*PAGE EXCERPT*.
○ ○ ○ ○

My last Bimmer was a 635CSi in the early 90s (with full Zender kit and Ronal R9 wheels); my last restoration was 40 years ago. Which is to say, I’m rusty as these cars can be, and I’m open to the wisdom of this forum.

I’ve now made my way to the front of the car, and I must say, everyday I open a box with a new surprise (new parts!). I think I have the find of the year. New fenders, a new quarter-panel, new hood & trunk, and much more body panels. New rubber and other odds and ends. I also recently bought a parts car, but not certain I'll need the body parts afterall. Maybe I can help someone else out?

The bummer? I found out this past week this is a Euro 3.0CS (still was making my way to the front of the car, box by box…seriously). The engine and tranny had been taken to shops to be over-hauled. Both paid for, but they were never collected and long since sold off by the respective shops. I would have liked that engine setup!
The good news is this group. Don is going to get me fixed up in the powerplant department.

Here is what I seek:
  • Does anyone have a Gant Chart or Workflow model of their restoration to share?
  • Has anyone written their restoration process or created a parts inventory list or checklist?

○ ○ ○ ○

*INFORMATION SHOWN*.
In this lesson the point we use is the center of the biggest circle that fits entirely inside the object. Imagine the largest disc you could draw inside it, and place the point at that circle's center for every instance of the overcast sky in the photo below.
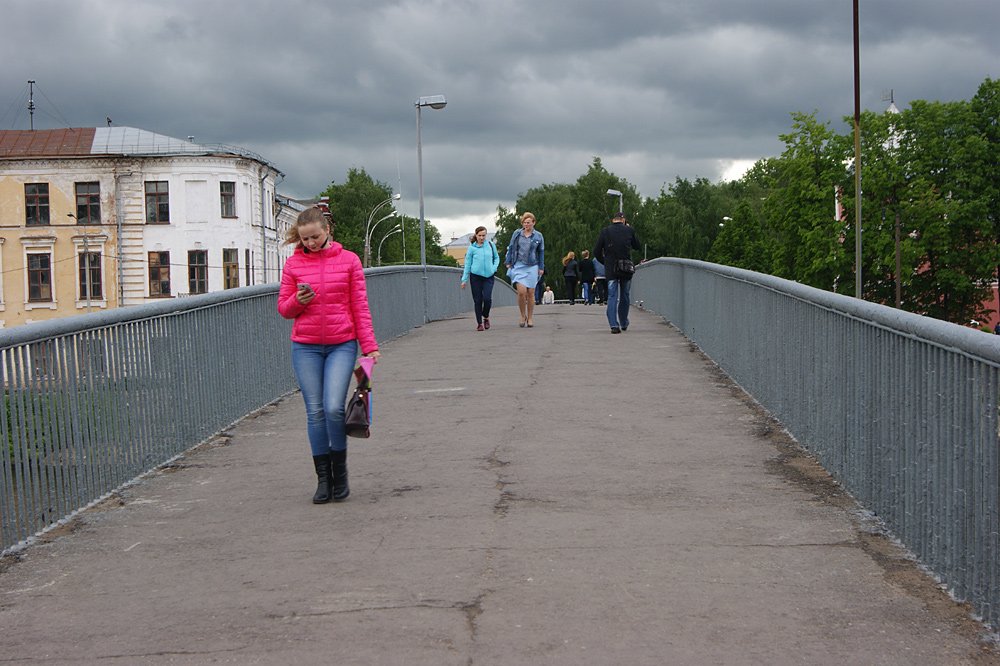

○ ○ ○ ○

*TASK LIST*.
**A.** Answer these questions about the forum post, one line each:
(i) Which BMW model did the writer own in the early 90s?
(ii) What did the writer learn this past week about the car?
(iii) What became of the engine and transmission after they went to shops for overhaul?
**B.** List every specific new part the forum post names among the writer's finds.

*ANSWERS PROVIDED*.
**A.**
(i) A 635CSi.
(ii) It is a Euro 3.0CS.
(iii) They were paid for but never collected, and the shops sold them off long ago.

**B.** Fenders, a quarter-panel, a hood, a trunk, rubber